- 操作说明 -
修改下面关于航行体垂直入水的文档片段：把以含有“图9给出了航行体不同入水时刻”的词句开头、到“图9   航行体垂直入水过程涡量图(左)和流线图(右)”结束的部分重新写出，并将其中的“应变率张量”换成“变形率张量”。
---------- 文档片段 ----------
图7   航行体垂直入水入水空泡随时间形态变化图

Fig. 7   Developent of vertical water-entry cavity of vehicle

图8   航行体垂直入水过程入水空泡壁面运动示意图

Fig. 8   Cavity wall motion diagram at vertical water-entry process

图9给出了航行体不同入水时刻的Q分布云图,涡量云图与流线分布. 其中,Q准则[36]定义为

$Q = \dfrac{\left| { \varOmega_{ij} } \right|^2 - \left| {S_{ij} } \right|^2}{2} (11)$

${\pmb\varOmega}_{ij} = 0.5\left( {\dfrac{\partial {\pmb u}_i }{\partial x_j } - \dfrac{\partial {\pmb u}_j }{\partial x_i }} \right) (12)$

${\pmb S}_{ij} = 0.5\left( {\dfrac{\partial {\pmb u}_i }{\partial x_j } + \dfrac{\partial {\pmb u}_j }{\partial x_i }} \right) (13)$

其中,${\pmb\varOmega} $为涡度张量, ${\pmb S}$为应变率张量.

图9   航行体垂直入水过程涡量图(左)和流线图(右)
---------- 存储记录 ----------
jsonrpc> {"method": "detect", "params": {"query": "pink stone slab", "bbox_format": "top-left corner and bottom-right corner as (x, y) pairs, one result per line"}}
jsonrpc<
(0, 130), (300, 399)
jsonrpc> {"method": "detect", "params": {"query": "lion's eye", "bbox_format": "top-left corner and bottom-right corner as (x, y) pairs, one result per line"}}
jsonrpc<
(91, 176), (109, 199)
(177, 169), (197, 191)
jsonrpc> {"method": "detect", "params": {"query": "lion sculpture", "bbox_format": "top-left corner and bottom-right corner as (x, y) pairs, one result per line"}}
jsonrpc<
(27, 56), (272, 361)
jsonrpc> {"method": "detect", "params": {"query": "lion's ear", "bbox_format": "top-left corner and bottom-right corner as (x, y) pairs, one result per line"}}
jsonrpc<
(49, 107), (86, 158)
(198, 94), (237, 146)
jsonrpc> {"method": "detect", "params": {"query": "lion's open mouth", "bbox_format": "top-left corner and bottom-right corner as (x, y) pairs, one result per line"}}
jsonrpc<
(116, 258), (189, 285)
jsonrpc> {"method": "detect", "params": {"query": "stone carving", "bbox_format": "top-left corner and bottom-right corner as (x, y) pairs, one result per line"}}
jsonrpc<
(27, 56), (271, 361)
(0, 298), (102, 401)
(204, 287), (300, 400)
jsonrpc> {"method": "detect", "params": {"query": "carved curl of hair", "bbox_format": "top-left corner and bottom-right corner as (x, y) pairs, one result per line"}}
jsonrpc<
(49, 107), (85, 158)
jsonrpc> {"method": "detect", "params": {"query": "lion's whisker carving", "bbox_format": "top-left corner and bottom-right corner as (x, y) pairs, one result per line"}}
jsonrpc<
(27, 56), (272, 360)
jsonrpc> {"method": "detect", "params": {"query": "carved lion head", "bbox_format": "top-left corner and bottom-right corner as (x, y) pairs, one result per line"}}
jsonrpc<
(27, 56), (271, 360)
----------
- 练习答案 -
图9给出了航行体不同入水时刻的Q分布云图,涡量云图与流线分布. 其中,Q准则[36]定义为

$Q = \dfrac{\left| { \varOmega_{ij} } \right|^2 - \left| {S_{ij} } \right|^2}{2} (11)$

${\pmb\varOmega}_{ij} = 0.5\left( {\dfrac{\partial {\pmb u}_i }{\partial x_j } - \dfrac{\partial {\pmb u}_j }{\partial x_i }} \right) (12)$

${\pmb S}_{ij} = 0.5\left( {\dfrac{\partial {\pmb u}_i }{\partial x_j } + \dfrac{\partial {\pmb u}_j }{\partial x_i }} \right) (13)$

其中,${\pmb\varOmega} $为涡度张量, ${\pmb S}$为变形率张量.

图9   航行体垂直入水过程涡量图(左)和流线图(右)